◆ Aim of the task ◆
Drop all pictures and repeat exactly the lines from the line holding "of the mv-22" through the end of the records.

◆ Given data ◆

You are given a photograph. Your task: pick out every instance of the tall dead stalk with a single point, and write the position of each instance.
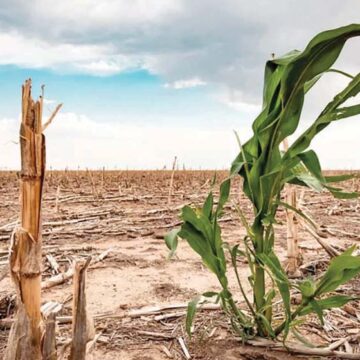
(82, 326)
(171, 191)
(25, 248)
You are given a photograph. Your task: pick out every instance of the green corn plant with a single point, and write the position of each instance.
(265, 170)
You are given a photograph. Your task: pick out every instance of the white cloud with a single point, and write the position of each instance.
(75, 140)
(186, 83)
(33, 52)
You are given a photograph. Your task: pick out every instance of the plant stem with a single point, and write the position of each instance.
(281, 327)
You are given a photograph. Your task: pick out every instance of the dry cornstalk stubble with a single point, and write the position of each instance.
(25, 249)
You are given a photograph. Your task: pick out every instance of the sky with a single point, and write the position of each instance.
(143, 81)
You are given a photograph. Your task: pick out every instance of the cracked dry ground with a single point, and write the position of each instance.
(128, 213)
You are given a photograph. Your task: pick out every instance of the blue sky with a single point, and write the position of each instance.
(145, 80)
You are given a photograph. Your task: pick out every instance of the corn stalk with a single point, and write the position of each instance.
(25, 250)
(265, 171)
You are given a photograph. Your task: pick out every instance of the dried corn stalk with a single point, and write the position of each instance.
(25, 250)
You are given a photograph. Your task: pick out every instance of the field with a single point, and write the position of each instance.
(123, 216)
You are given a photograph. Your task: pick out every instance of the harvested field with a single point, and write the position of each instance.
(119, 218)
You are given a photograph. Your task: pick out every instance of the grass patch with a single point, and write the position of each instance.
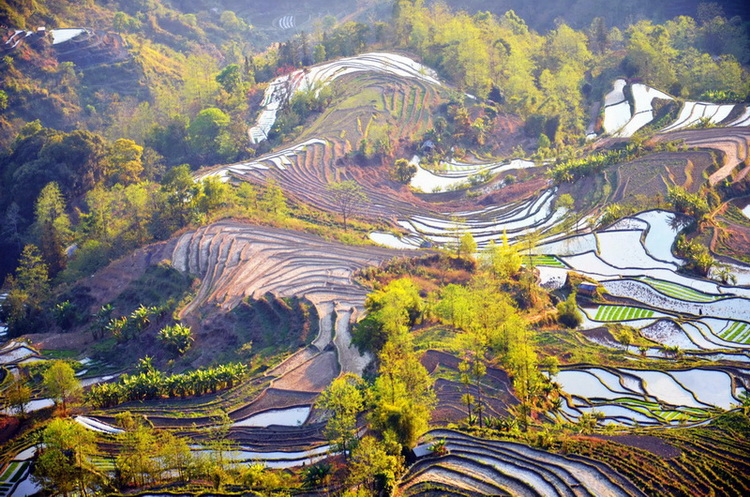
(9, 471)
(160, 285)
(621, 313)
(545, 260)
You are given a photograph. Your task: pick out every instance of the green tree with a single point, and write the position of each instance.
(27, 290)
(230, 78)
(64, 463)
(123, 163)
(373, 468)
(348, 197)
(17, 395)
(205, 130)
(53, 226)
(568, 313)
(177, 338)
(343, 400)
(61, 383)
(135, 462)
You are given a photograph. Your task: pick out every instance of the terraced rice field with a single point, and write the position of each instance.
(616, 313)
(619, 120)
(544, 260)
(732, 142)
(282, 88)
(477, 466)
(14, 478)
(489, 224)
(679, 291)
(737, 332)
(643, 397)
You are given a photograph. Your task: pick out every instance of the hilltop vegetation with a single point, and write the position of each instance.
(193, 297)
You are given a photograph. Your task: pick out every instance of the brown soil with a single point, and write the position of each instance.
(733, 143)
(8, 428)
(655, 445)
(731, 238)
(497, 396)
(313, 376)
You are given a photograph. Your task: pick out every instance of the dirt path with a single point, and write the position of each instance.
(349, 357)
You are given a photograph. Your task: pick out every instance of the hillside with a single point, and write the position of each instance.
(374, 248)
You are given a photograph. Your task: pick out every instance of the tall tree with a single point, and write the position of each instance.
(348, 197)
(344, 400)
(123, 162)
(26, 291)
(64, 463)
(61, 383)
(53, 227)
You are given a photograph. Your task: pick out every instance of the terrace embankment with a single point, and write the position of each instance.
(733, 143)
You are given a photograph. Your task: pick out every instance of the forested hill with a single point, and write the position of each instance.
(580, 13)
(374, 247)
(151, 85)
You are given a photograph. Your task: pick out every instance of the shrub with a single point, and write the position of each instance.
(568, 313)
(177, 338)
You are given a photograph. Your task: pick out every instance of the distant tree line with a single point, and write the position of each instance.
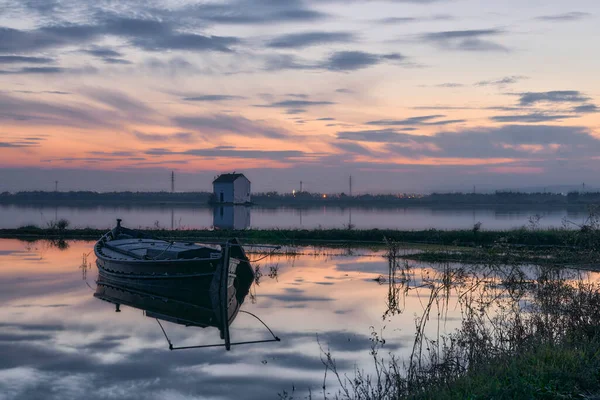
(302, 199)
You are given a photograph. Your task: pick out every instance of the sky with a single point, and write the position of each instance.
(402, 95)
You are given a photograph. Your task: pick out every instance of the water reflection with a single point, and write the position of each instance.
(58, 342)
(231, 217)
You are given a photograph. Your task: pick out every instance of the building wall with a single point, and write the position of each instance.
(237, 192)
(231, 217)
(241, 188)
(226, 189)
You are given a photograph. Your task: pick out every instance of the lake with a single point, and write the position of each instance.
(58, 341)
(239, 217)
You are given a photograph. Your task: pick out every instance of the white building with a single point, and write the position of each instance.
(231, 189)
(228, 216)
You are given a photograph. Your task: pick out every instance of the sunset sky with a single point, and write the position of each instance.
(404, 95)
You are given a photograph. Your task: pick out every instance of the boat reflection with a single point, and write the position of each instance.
(235, 217)
(191, 302)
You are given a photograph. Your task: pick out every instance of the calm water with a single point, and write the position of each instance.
(242, 217)
(59, 342)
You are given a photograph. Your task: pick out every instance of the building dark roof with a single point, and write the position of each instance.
(228, 178)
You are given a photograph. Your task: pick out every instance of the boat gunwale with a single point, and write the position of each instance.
(99, 254)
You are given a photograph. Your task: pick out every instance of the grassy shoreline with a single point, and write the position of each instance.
(466, 238)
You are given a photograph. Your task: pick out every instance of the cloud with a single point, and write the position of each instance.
(32, 112)
(341, 61)
(250, 12)
(187, 41)
(156, 137)
(307, 39)
(107, 55)
(586, 108)
(147, 34)
(354, 148)
(466, 40)
(510, 141)
(297, 104)
(564, 96)
(530, 118)
(565, 17)
(35, 70)
(120, 102)
(25, 60)
(222, 123)
(375, 136)
(450, 85)
(508, 80)
(102, 52)
(293, 111)
(425, 120)
(355, 60)
(227, 152)
(213, 97)
(27, 142)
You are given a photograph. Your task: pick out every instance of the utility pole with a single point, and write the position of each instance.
(350, 184)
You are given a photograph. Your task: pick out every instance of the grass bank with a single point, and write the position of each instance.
(526, 332)
(469, 238)
(568, 370)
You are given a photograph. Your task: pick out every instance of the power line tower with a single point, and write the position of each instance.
(350, 186)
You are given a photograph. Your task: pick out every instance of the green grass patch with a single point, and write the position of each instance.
(570, 370)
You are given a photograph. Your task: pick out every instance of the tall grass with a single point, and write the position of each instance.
(526, 332)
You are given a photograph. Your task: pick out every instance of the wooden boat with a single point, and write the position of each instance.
(184, 283)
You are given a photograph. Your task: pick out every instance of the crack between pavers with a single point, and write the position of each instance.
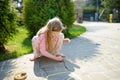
(66, 66)
(43, 69)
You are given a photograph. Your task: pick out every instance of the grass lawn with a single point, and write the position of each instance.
(21, 44)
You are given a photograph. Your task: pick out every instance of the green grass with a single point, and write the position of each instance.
(76, 30)
(21, 44)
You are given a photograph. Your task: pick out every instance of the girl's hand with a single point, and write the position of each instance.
(66, 40)
(59, 58)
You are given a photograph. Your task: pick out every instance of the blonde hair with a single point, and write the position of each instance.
(53, 25)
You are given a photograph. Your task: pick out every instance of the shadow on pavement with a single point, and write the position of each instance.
(53, 70)
(80, 48)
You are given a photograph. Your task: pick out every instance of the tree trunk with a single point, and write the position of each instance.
(2, 48)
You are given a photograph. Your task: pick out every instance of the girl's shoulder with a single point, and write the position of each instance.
(42, 36)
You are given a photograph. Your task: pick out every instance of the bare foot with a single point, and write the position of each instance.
(62, 55)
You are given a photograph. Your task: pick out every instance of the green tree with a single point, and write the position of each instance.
(7, 23)
(37, 12)
(109, 5)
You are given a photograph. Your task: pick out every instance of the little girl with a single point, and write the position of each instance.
(48, 41)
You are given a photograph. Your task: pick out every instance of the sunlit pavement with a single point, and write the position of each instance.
(95, 55)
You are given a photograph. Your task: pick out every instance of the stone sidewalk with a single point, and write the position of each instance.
(95, 55)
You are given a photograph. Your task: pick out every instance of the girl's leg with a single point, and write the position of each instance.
(58, 45)
(36, 51)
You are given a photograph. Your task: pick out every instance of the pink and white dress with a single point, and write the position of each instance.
(39, 47)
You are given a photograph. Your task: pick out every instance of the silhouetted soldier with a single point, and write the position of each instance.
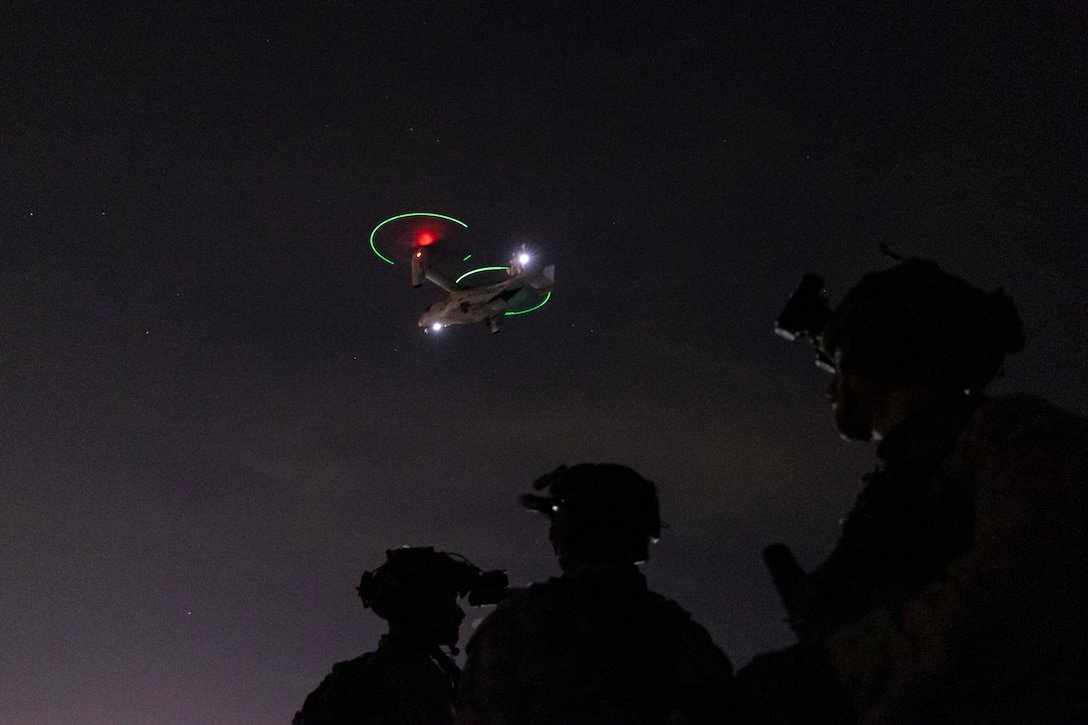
(956, 591)
(593, 646)
(408, 679)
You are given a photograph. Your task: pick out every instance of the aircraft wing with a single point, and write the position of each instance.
(442, 282)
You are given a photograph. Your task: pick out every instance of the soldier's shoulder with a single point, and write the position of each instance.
(504, 621)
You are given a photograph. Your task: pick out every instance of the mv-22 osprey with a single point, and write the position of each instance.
(526, 287)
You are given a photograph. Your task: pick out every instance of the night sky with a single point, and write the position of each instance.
(217, 409)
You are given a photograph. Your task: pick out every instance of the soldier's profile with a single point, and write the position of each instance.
(593, 644)
(410, 678)
(957, 590)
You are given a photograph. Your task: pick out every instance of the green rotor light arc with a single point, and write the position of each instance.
(479, 269)
(410, 213)
(522, 311)
(495, 269)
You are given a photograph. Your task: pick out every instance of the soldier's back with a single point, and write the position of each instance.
(600, 649)
(395, 685)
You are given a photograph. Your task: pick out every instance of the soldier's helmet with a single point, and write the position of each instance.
(598, 510)
(416, 580)
(912, 322)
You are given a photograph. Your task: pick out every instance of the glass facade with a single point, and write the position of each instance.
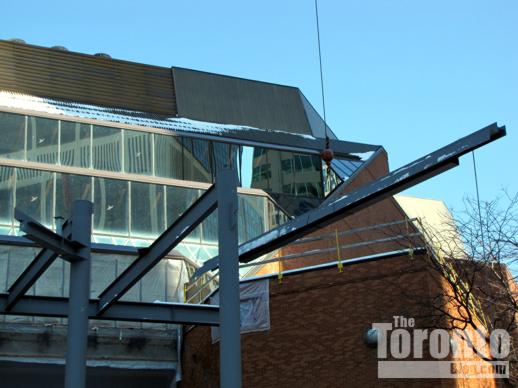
(103, 164)
(92, 162)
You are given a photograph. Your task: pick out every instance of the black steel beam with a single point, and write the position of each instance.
(394, 182)
(180, 313)
(45, 237)
(150, 256)
(34, 270)
(285, 141)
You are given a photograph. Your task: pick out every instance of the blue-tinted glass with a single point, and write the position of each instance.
(75, 144)
(70, 188)
(147, 209)
(34, 192)
(107, 149)
(12, 128)
(42, 140)
(178, 200)
(111, 206)
(168, 157)
(7, 179)
(137, 152)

◆ Reply to the exercise ◆
You are given a photograph. Your task: pick out every instance of the mv-22 osprey with a single point, and write the position of each instance.
(526, 287)
You are given a photograph. Your task: pick out every instance of the night sky with a single point, and write the position of each instance.
(217, 409)
You are given a photograph. Your task: pick out every instance of the soldier's profile with a single point, and write the position of each instance.
(593, 644)
(410, 678)
(957, 590)
You are given a photograph. Your task: pick out every instance of the green rotor light arc with a single point, and write the position of each instance.
(479, 269)
(410, 213)
(522, 311)
(495, 269)
You are given a photograph. Your task: pick out every instance of the soldier's back with a single point, and write the position of each instance.
(600, 649)
(395, 685)
You are given a photograph. Your task: pick out every instance of the soldier's helmet with a single point, and write the position of each instance.
(598, 510)
(416, 580)
(912, 322)
You are given a photograph. Your task: pick out every instance of the glass facade with a single point, and write the position of each instance.
(103, 164)
(92, 162)
You are given a photograph. Your task: pick out every instance of the black steel beam with a single point, and write the position of each instance.
(394, 182)
(180, 313)
(45, 237)
(150, 256)
(34, 270)
(285, 141)
You are given a photograph. Your task: pick out every instance of the blue-tinted glass with a single point, and write the position of each instance.
(75, 144)
(70, 188)
(147, 209)
(34, 192)
(107, 149)
(12, 128)
(42, 140)
(178, 200)
(111, 206)
(168, 157)
(7, 179)
(137, 152)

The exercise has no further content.